Often compared to fellow Americana and folk storytellers like John Prine, Guy Clark and Jerry Jeff Walker, Snider was praised for his witty, insightful songwriting.
“When he died, it really crushed me,” said Sebastopol guitarist Nina Gerber, best known for her work with singer-songwriters Karla Bonoff and the late Kate Wolf. “There was something about him. It was his manner. He was charming onstage and very funny, and he had this way of telling stories in his songs.”
Gerber will join a long list of Bay Area singer-songwriters on Dec. 18 in a sold-out tribute titled “A Nod to Todd” at the HopMonk Tavern in Sebastopol.
The concert, a fundraiser for the Redwood Empire Food Bank, is being produced by HopMonk and KC Turner, who books music for the HopMonk Taverns in Novato and Sebastopol.
“I never met Todd Snider, but his music was there from the very beginning of my performing years. Whether we know it or not – musician or listener – there’s a bit of Todd Snider in us all,” said San Francisco guitarist Megan Slankard, who also will perform at the tribute concert.
“His tragic passing was felt deeply in the songwriting community, and I’m grateful for KC Turner and HopMonk for giving us a place to celebrate Todd’s music and share stories,” she continued.
The lineup also includes composer and multimedia artist Micah Nelson, who performs under the moniker Particle Kid and is Willie Nelson’s son, as well as Terrier, David Luning, Jesse DeNatale, the Coffis Brothers, Sweet Sally, Sebastian Saint James, Avi Vinocur, King Dream, Steve Pile, Ellie James, Adam Traum, Joshua James Jackson, Clay Bell, Tom Rhodes, R.O. Shapiro, Bill DeCarli, Matt Jaffe and Victoria George.
“He was an incredible, inspirational, funny and raw songwriter,” said fiddler, singer and songwriter Laurie Lewis, who will perform with Gerber. “I appreciated his honesty and his talent for songwriting.”

Data records:

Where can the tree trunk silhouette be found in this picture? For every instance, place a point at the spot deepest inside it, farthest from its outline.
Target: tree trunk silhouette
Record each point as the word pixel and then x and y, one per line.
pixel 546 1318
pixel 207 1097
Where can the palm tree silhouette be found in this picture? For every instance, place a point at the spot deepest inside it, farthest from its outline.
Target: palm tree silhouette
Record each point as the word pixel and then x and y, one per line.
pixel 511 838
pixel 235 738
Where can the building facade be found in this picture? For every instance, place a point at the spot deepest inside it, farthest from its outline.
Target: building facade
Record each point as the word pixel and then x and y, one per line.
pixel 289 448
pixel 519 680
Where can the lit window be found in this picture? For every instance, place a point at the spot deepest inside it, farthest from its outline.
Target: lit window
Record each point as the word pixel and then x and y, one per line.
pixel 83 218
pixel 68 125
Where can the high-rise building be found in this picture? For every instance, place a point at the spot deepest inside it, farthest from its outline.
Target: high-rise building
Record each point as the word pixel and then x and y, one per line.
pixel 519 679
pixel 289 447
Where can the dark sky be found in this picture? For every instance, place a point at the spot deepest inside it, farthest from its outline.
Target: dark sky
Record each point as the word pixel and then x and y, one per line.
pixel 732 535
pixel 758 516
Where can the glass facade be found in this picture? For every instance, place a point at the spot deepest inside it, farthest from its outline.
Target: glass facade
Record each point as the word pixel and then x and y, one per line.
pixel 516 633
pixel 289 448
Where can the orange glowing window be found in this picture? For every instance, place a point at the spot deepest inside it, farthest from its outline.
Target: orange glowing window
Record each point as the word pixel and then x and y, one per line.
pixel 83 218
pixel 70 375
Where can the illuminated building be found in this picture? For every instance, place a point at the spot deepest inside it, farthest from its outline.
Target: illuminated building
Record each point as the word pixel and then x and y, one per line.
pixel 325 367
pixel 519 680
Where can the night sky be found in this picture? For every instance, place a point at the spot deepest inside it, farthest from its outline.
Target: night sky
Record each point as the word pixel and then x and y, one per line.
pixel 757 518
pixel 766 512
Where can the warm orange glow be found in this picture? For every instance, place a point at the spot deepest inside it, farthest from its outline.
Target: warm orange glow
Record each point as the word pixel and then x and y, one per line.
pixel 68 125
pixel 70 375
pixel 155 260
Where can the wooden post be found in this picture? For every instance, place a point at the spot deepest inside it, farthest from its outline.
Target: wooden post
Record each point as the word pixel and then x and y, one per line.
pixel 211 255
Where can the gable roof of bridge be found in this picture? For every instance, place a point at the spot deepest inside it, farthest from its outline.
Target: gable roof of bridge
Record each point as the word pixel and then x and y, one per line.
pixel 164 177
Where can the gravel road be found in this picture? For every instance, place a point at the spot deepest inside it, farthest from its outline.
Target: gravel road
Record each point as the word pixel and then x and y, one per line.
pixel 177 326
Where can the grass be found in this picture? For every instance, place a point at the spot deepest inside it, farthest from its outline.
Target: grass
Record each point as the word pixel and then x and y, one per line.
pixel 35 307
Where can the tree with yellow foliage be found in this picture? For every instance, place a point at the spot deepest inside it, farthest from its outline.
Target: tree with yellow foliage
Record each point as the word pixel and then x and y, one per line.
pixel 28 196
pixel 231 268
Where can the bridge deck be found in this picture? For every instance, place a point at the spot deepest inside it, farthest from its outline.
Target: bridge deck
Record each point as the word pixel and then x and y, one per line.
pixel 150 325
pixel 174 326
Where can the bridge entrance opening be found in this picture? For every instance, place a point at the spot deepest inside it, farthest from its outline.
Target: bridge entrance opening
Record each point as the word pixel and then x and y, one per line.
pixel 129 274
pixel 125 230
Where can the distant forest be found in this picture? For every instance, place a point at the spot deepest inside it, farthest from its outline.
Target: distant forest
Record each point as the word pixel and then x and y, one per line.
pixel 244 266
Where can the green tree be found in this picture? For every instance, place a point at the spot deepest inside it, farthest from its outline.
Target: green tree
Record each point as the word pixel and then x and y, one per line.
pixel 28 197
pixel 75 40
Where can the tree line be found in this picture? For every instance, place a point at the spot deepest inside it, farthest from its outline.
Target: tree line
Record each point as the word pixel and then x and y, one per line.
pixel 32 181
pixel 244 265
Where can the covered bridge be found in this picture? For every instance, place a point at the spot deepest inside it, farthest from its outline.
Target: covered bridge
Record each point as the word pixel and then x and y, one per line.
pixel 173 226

Tasks to complete:
• 1. Summarize the passage on the Todd Snider tribute concert in two sentences.
• 2. Carry the passage on the Todd Snider tribute concert forward from its last sentence.
The records have nothing to do with the passage on the Todd Snider tribute concert.

Answers to the exercises:
• 1. On Dec. 18, a long list of Bay Area singer-songwriters will play “A Nod to Todd,” a sold-out tribute to Todd Snider at the HopMonk Tavern in Sebastopol that raises money for the Redwood Empire Food Bank. Performers including Nina Gerber, Megan Slankard and Laurie Lewis praised Snider's storytelling, humor and honesty as a songwriter.

• 2.
A storyteller
Snider was born Oct. 11, 1966, in Portland, Oregon, and grew up in nearby Beaverton, where he lived until graduating from Beaverton High School in 1985. He moved to Santa Rosa that fall to attend Santa Rosa Junior College for about a semester. There, he played third-string quarterback and joined the local music scene, where he learned harmonica.
After leaving SRJC, Snider moved to San Marcos, Texas, where a solo performance by songwriter-storyteller Jerry Jeff Walker inspired him to write his own material. From there, he headed to Memphis, where he landed a weekly residency at a local club.
Through Memphis songwriter Keith Sykes, Snider met John Prine in 1991 while helping with pre-production on Prine’s album “The Missing Years.” Their friendship lasted until Prine’s death in 2020.
Sykes, a one-time member of Jimmy Buffett’s Coral Reefer Band, reached out on Snider’s behalf to Buffett’s label, Margaritaville Records, resulting in Snider’s first record deal.
As Snider’s reputation grew – he performed and toured widely and recorded nearly 20 albums for various labels – he continued to visit Northern California.
“I saw him at the Inn of the Beginning in Cotati in 1994 or 1995, when he had already become established as an artist,” said Don Lewis, a freelance writer and contributor to the weekly North Bay Bohemian in Santa Rosa. “I got to know him a little bit. He was a storyteller, and some of it was true, and some of it was B.S. He came around a lot, and I knew him off and on, but the bigger he got, the less I saw of him.”
Lewis had planned to see Snider perform Nov. 7 at the Uptown Theatre with friends, but the show – and the entire tour – was canceled after Snider suffered severe injuries in a violent assault outside his Salt Lake City hotel in early November.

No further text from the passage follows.